> Problem description: Rewrite the entries below, from the line containing "Find every instance of the bicycle" down to the line containing "<point>418,258</point>", with "rear wheel" replaced by "front wheel" and everything else left unchanged.

> Task data:
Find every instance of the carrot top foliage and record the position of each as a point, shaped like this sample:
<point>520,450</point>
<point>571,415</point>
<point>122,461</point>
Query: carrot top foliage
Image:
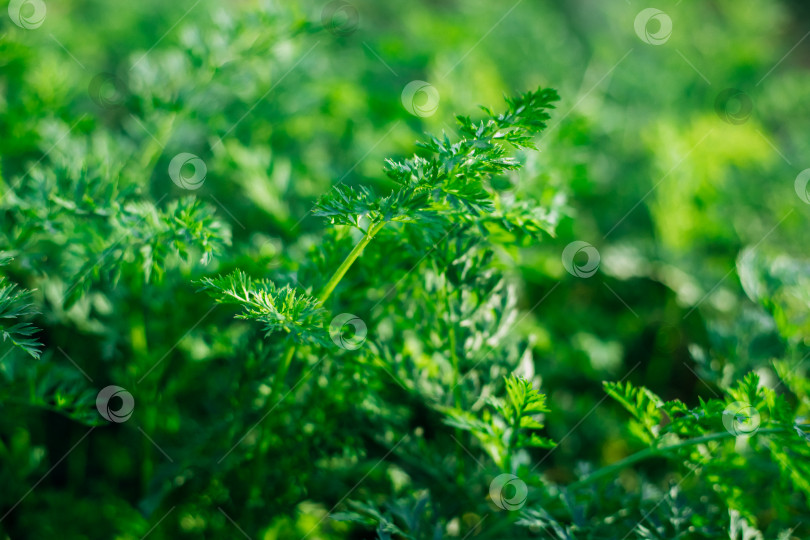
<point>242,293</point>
* * *
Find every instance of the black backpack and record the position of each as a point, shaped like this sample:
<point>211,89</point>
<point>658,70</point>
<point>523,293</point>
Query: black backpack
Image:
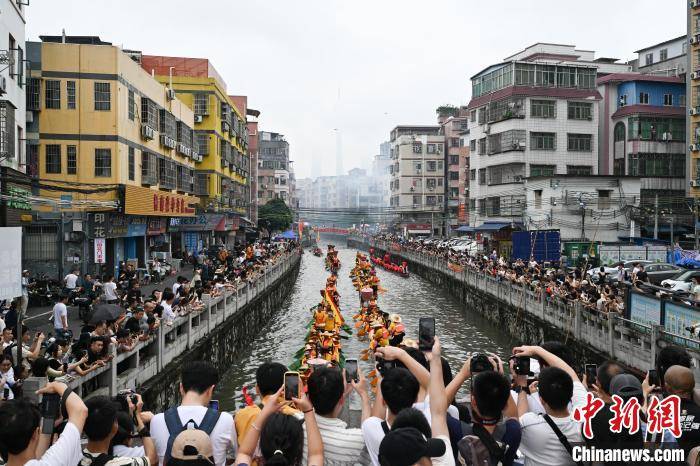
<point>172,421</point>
* * *
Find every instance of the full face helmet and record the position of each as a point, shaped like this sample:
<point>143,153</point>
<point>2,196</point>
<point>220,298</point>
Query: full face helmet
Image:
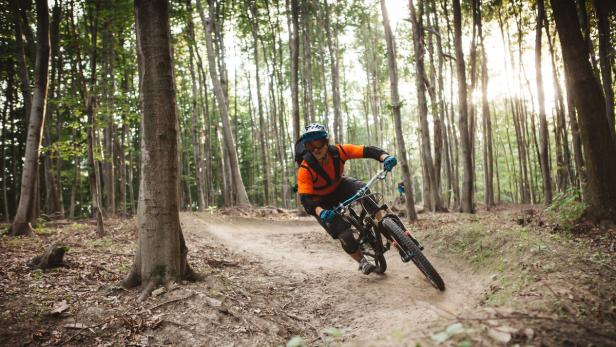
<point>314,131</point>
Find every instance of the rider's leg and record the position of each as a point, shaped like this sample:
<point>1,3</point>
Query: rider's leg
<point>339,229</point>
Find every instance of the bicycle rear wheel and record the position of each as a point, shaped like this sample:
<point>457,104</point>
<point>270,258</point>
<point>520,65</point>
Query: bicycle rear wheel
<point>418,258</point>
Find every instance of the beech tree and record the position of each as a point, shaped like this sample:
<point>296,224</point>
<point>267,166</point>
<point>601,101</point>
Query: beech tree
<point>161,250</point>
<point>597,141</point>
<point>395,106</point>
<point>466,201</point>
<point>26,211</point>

> Result of the task:
Find every instance of the bicycle front wheel and record the position of each as a point, shaped like this sample:
<point>457,104</point>
<point>270,258</point>
<point>520,65</point>
Query: bicycle front wheel
<point>418,258</point>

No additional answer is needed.